(Extrait)
= = = =

Son interlocuteur étrange, qui s'est fait passer pour un homme très puissant à Rabat, l'aurait offensé, injurié avant de lui annoncer qu'il a été choisi par le Palais pour recevoir une importante récompense au titre des efforts qu'il a entrepris lors de la dernière visite du Souverain au Gabon en juin 2004.
Le piège parfait
Pour le convaincre, il fait état, avec une arrogance sournoise, de sa qualité de "directeur du secrétariat particulier de Son Altesse Royale la princesse Lalla Meryem" tout en se délectant du changement immédiat de réaction de son interlocuteur. En quelques phrases, il a réussi à faire croire au riche pigeon de Libreville qu'il avait le bras long et qu'il pouvait à tout moment intervenir pour l'exclure de ce don royal. "M. Iraqi insulte Lahcen Jakhoukh et lui dit qu'il le cherchait toute la journée et que les Chorfas passaient avant les Gabonais et avant même Ali Bongo… ", lit-on en substance dans la plainte déposée par Lahcen Jakhoukh devant les autorités concernées.

= = = =

(Consigne écrite A)
Extrayez à l'identique toutes les lignes des enregistrements de contours, en laissant les images de côté.
L'extrait et les enregistrements ne proviennent pas de la même source.

Enregistrements de contours:
= = = =

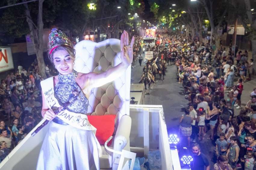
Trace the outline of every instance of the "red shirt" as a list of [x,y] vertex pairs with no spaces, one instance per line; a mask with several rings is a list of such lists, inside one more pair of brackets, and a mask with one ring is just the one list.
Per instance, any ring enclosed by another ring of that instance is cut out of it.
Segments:
[[244,87],[244,85],[242,83],[239,83],[237,84],[237,88],[239,89],[239,90],[237,89],[237,91],[238,91],[238,93],[242,94],[242,91],[243,91],[243,88]]

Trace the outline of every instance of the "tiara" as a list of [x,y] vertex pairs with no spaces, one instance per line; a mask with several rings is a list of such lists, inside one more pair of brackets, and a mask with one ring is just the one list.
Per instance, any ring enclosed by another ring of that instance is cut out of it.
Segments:
[[71,41],[65,33],[56,28],[53,29],[49,35],[48,47],[51,49],[49,53],[51,54],[53,50],[59,44],[67,45],[73,48]]

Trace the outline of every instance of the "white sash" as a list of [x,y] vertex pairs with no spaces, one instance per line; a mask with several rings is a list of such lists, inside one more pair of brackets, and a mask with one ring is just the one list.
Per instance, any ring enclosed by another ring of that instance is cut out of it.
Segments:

= = = =

(Consigne écrite B)
Recopiez fidèlement le passage de l'extrait qui s'ouvre sur les mots contenant « Son interlocuteur étrange, qui » et se termine par « en juin 2004. ».

(Corrigé complet A)
Trace the outline of every instance of the "red shirt" as a list of [x,y] vertex pairs with no spaces, one instance per line; a mask with several rings is a list of such lists, inside one more pair of brackets, and a mask with one ring is just the one list.
Per instance, any ring enclosed by another ring of that instance is cut out of it.
Segments:
[[244,87],[244,85],[242,83],[239,83],[237,84],[237,88],[239,89],[239,90],[237,89],[237,91],[238,91],[238,93],[242,94],[242,91],[243,91],[243,88]]

Trace the outline of every instance of the "tiara" as a list of [x,y] vertex pairs with no spaces, one instance per line; a mask with several rings is a list of such lists, inside one more pair of brackets, and a mask with one ring is just the one list.
Per instance, any ring enclosed by another ring of that instance is cut out of it.
Segments:
[[71,41],[65,33],[56,28],[53,29],[49,35],[48,47],[51,49],[49,53],[51,54],[53,50],[59,44],[67,45],[73,48]]

Trace the outline of every instance of the "white sash" as a list of [x,y] vertex pairs with no spaces, one instance per line; a mask with several rings is a list of such lists, inside one more pair of brackets, and a mask with one ring is just the one list.
Per instance, any ring enclosed by another ring of that instance is cut out of it.
Segments:

(Corrigé complet B)
Son interlocuteur étrange, qui s'est fait passer pour un homme très puissant à Rabat, l'aurait offensé, injurié avant de lui annoncer qu'il a été choisi par le Palais pour recevoir une importante récompense au titre des efforts qu'il a entrepris lors de la dernière visite du Souverain au Gabon en juin 2004.